• MapReduce之多个Job串联的案例


    @

    需求

    有三个文件,里面记录着一些单词,请统计每个单词分别在每个文件出现的次数

    数据输入
    在这里插入图片描述
    期待输出
    比如:atguigu c.txt-->2 b.txt-->2 a.txt-->3

    分析

    如果一个需求,一个MRjob无法完成,可以将需求拆分为若干Job,多个Job按照依赖关系依次执行!

    Job1
    Mapper: 默认一个MapTask只处理一个切片的数据,默认的切片策略,一个切片只属于一个文件。

    • keyin-valuein:atguigu pingping
    • keyout-valueout:atguigu-a.txt,1

    Reducer

    • keyin-valuein: atguigu-a.txt,1(mapper的输出,作为reducer的输入
    • keyout-valueout: atguigu-a.txt,3
      pingping-a.txt,2
      atguigu-b.txt,3
      pingping-b.txt,2

    Job2
    Mapper: 默认一个MapTask只处理一个切片的数据,默认的切片策略,一个切片只属于一个文件。

图片标注记录
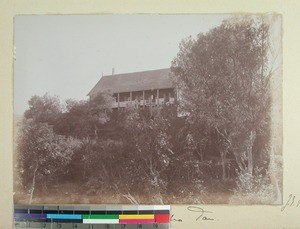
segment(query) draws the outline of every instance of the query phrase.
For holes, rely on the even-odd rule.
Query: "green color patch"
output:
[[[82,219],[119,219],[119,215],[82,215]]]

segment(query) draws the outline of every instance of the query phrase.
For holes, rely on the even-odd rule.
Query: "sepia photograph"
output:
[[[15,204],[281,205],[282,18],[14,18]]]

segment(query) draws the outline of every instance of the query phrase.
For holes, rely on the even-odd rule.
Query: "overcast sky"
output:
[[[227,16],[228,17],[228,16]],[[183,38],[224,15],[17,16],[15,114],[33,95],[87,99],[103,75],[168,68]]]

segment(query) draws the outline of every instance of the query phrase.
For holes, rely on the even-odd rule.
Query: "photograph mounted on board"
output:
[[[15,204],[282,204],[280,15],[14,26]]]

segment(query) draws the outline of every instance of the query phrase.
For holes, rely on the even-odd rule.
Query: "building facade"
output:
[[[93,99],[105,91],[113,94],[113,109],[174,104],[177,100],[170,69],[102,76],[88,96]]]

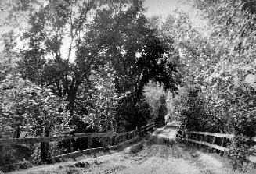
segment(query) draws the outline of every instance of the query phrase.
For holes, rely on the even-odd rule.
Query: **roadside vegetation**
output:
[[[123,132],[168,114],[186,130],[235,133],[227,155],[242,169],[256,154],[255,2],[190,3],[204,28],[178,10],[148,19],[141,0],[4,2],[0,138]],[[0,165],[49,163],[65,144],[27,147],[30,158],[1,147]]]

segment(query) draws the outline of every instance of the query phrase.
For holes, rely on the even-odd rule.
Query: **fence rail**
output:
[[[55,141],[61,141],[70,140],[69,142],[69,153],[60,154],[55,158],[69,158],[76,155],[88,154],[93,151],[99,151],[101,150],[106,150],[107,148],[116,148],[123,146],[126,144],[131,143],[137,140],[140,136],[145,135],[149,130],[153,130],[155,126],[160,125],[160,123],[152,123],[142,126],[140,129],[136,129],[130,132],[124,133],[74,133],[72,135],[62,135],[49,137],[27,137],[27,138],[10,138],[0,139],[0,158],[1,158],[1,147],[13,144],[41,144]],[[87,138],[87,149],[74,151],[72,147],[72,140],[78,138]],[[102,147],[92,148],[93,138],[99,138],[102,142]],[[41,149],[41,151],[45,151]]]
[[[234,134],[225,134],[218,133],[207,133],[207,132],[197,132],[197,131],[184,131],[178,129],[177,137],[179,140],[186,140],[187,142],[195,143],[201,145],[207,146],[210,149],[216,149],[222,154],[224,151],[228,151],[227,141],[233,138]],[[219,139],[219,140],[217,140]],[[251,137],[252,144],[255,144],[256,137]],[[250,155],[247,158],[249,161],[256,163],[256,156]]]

题目 1: 根据这篇讲MapReduce多Job串联的文章,判断下面三种说法是否与原文一致,每项回答“是”或“否”,并原样引用起决定作用的原文:(a) 需求是统计每个单词在每个文件中分别出现的次数;(b) 按默认的切片策略,一个切片可以包含多个文件的数据;(c) 需求拆分成多个Job后,这些Job可以同时并行执行。
题目 2: 把这篇讲MapReduce多Job串联的文章从“有三个文件,里面记录着一些单词,请统计每个单词分别在每个文件出现的次数”开始,一直到“Job按照依赖关系依次执行!”为止的部分再写一遍,并把其中的“单词”换成“词语”。

作答 1:
(a) 是。“请统计每个单词分别在每个文件出现的次数”
(b) 否。“一个切片只属于一个文件”
(c) 否。“多个Job按照依赖关系依次执行”

作答 2:
有三个文件,里面记录着一些词语,请统计每个词语分别在每个文件出现的次数

    数据输入
    在这里插入图片描述
    期待输出
    比如:atguigu c.txt-->2 b.txt-->2 a.txt-->3

    分析

    如果一个需求,一个MRjob无法完成,可以将需求拆分为若干Job,多个Job按照依赖关系依次执行!